EXERCISE TASK 1:
Answer these questions about the passage on The Conversation.
(a) What is Coppola's film famous for?
(b) What lashes out at the frame when Hackman's character witnesses what he believes to be a murder?
(c) What is the film's undoing of itself called an incredible visual metaphor for?

Update 2018: I know Coppola’s film is famous for its sound, but there’s an indescribably elegant moment in the middle of the film that not only encapsulates The Conversation but sums up the American New Wave. When Hackman’s character witnesses what he believes to be a murder after a drawn-out waiting game, a bloody hand lashes out at the frame, the film graphically matches to Hackman’s hand rising in terror, and the rest of a scene which had so elegantly wound-up its suspense in perfect continuity style now unwinds itself into a pit of abjection, the continuity of the editing ripping to shreds as if the film is scratching at its own celluloid in itchy paranoia. Hackman returns into his hotel, his fears clarified, but he can not ensconce himself in the safe haven of continuity cinema anymore. The film practically undoing itself before our eyes, it’s an incredible visual, and an even more incredible visual metaphor for the US in the ’70s.

EXERCISE TASK 2:
Reproduce the stretch of the stored dataset entries below from the start of the entries through the line containing "0;258;49;272", both ends included. Multiply every coordinate in the answers by 2.6 and round to whole numbers, halves up, leaving all other lines unchanged and leaving the pictures out.

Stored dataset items
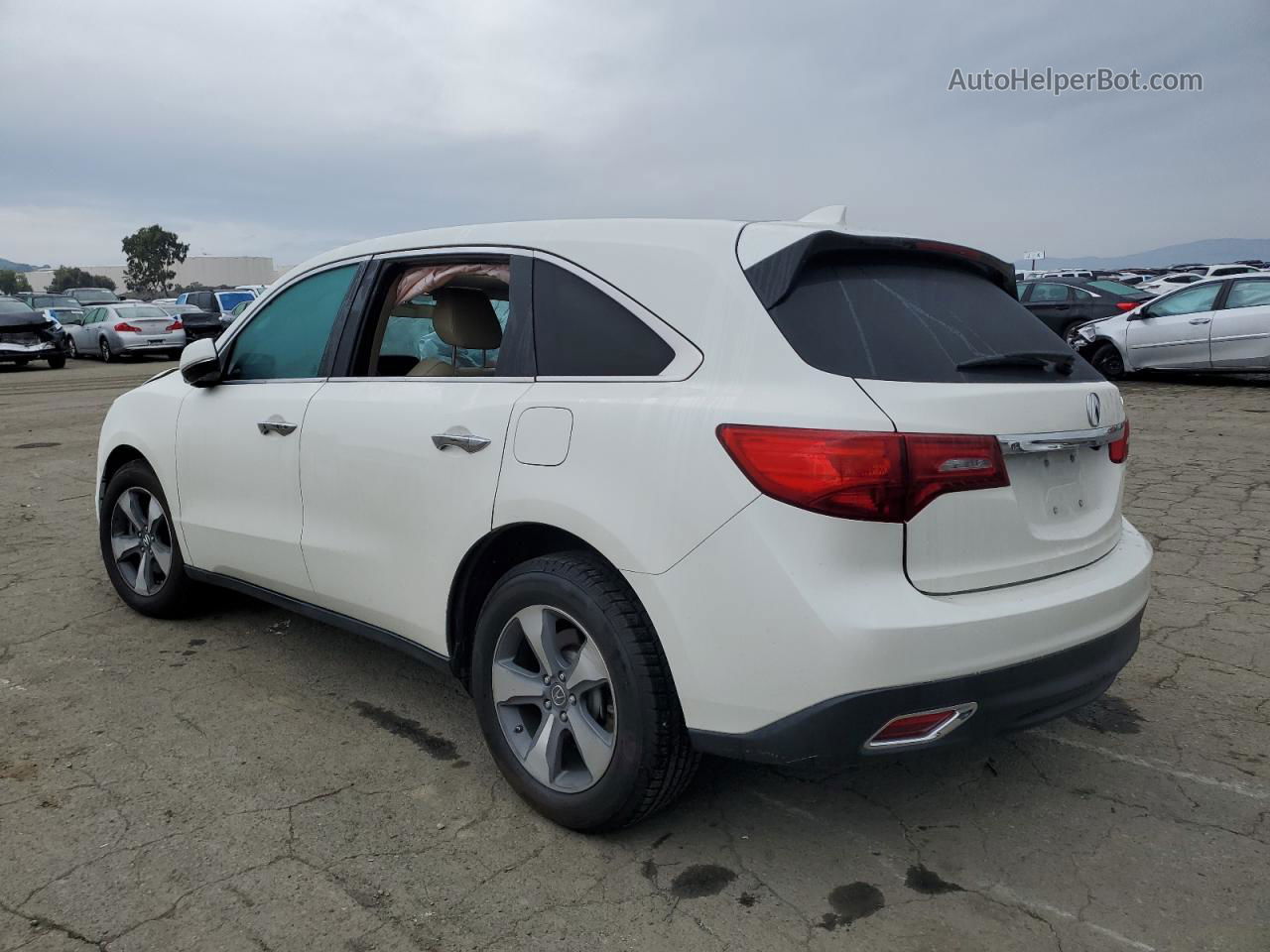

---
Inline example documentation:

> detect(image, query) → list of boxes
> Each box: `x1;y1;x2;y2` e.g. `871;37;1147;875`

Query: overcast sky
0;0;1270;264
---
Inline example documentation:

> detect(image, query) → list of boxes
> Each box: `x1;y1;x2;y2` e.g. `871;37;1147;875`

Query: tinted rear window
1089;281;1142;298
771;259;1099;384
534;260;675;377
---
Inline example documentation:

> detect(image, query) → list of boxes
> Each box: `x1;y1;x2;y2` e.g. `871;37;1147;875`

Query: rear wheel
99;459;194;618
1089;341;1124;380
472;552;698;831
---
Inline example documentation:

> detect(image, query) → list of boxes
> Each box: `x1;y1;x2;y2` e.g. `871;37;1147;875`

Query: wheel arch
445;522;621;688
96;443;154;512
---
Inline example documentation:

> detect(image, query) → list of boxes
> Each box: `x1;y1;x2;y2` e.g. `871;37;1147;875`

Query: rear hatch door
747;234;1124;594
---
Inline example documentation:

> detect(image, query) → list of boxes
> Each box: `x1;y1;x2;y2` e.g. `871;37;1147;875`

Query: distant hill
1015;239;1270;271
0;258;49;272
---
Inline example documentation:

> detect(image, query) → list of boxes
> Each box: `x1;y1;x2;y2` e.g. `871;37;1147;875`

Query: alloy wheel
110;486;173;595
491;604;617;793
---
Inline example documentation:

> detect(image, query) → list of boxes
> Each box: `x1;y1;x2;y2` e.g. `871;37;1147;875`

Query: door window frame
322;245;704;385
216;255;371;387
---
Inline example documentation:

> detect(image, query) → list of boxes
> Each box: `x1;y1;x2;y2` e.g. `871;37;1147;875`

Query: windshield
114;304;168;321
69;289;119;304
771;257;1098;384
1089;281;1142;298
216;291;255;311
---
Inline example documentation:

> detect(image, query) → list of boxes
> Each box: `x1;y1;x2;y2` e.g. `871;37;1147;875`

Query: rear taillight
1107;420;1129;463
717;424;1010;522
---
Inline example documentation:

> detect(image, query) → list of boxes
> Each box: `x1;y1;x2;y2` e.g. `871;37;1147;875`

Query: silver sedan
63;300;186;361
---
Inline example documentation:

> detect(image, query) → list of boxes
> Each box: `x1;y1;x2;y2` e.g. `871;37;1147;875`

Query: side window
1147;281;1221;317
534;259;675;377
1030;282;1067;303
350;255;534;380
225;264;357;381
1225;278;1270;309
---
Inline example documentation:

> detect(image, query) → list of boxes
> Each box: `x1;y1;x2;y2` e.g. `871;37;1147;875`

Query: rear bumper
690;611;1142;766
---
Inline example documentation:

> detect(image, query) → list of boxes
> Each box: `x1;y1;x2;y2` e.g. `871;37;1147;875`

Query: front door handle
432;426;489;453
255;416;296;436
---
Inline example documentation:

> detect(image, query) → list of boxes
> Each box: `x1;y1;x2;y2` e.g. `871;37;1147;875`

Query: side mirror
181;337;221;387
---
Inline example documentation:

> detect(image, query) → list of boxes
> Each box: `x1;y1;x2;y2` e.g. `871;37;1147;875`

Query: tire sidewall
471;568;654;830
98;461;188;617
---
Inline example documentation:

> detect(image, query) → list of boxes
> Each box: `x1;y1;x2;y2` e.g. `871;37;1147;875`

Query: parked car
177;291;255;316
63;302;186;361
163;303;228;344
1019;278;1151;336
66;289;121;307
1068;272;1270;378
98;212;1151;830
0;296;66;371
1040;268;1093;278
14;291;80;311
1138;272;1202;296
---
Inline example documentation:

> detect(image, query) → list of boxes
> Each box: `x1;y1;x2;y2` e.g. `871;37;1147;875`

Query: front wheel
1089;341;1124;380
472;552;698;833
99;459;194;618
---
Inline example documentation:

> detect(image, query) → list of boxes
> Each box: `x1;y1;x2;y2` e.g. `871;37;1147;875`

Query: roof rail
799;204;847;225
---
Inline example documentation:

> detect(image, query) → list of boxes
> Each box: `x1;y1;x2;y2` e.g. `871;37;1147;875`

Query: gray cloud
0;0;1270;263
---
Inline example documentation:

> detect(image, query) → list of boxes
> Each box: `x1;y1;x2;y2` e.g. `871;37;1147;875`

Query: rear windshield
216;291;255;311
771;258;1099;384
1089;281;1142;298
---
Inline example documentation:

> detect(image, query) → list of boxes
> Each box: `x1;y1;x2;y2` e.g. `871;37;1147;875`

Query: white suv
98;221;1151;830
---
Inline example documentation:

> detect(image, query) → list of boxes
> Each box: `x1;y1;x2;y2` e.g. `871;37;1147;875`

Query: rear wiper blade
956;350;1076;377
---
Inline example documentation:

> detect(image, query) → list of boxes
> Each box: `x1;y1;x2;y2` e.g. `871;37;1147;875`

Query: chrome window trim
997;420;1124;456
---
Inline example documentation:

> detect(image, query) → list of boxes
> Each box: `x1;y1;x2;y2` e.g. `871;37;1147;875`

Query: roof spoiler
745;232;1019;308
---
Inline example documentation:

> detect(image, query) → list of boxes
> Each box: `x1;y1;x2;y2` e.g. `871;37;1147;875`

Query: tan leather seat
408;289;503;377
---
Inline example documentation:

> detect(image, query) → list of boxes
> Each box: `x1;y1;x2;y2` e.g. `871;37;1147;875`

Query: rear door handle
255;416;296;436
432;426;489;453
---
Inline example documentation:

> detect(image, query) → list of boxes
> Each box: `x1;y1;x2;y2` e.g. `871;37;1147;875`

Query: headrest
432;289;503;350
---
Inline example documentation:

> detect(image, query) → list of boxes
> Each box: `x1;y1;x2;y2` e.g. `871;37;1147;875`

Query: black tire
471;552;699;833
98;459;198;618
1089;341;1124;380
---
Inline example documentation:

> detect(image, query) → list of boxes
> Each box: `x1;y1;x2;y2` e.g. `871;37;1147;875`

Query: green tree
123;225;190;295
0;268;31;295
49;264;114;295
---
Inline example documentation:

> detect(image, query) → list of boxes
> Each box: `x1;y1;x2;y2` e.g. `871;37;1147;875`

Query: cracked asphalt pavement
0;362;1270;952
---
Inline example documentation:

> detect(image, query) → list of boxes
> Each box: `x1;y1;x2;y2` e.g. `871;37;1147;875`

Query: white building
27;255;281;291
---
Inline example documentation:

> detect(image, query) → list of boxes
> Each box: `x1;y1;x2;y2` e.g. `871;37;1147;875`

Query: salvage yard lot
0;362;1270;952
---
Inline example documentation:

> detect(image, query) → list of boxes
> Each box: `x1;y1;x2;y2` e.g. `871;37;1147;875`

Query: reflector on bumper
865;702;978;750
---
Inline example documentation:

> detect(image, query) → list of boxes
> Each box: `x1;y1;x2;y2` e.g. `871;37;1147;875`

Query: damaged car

ANSWER 1:
(a) Its sound.
(b) A bloody hand.
(c) The US in the '70s.

ANSWER 2:
---
Inline example documentation:

> detect(image, query) → list of boxes
> Each box: `x1;y1;x2;y2` e.g. `871;37;1147;875`

Query: overcast sky
0;0;3302;686
---
Inline example documentation:

> detect(image, query) → list of boxes
> Each box: `x1;y1;x2;y2` e.g. `871;37;1147;875`

Query: tinted rear window
2831;731;2969;775
2005;673;2857;998
1388;676;1755;980
---
Inline example documentation:

> detect(image, query) → list of boxes
> Each box: `x1;y1;x2;y2` e.g. `871;37;1147;875`

Query: rear wheel
257;1193;504;1607
2831;887;2922;988
1227;1435;1815;2161
---
Inline example documentation:

> detect(image, query) → list of boxes
> Each box: `x1;y1;x2;y2` e.g. `871;37;1147;875`

Query: wheel arch
1157;1357;1615;1789
250;1152;400;1331
---
Inline example documentation:

> detect(image, query) → list of boxes
> Each box: `x1;y1;x2;y2` e.g. `871;37;1147;875`

Query: rear hatch door
1942;608;2922;1544
---
Inline example documentation:

> detect(image, query) → list of boxes
> Each box: `x1;y1;x2;y2` e.g. `871;37;1147;875`

Query: distant hill
2639;621;3302;705
0;671;127;707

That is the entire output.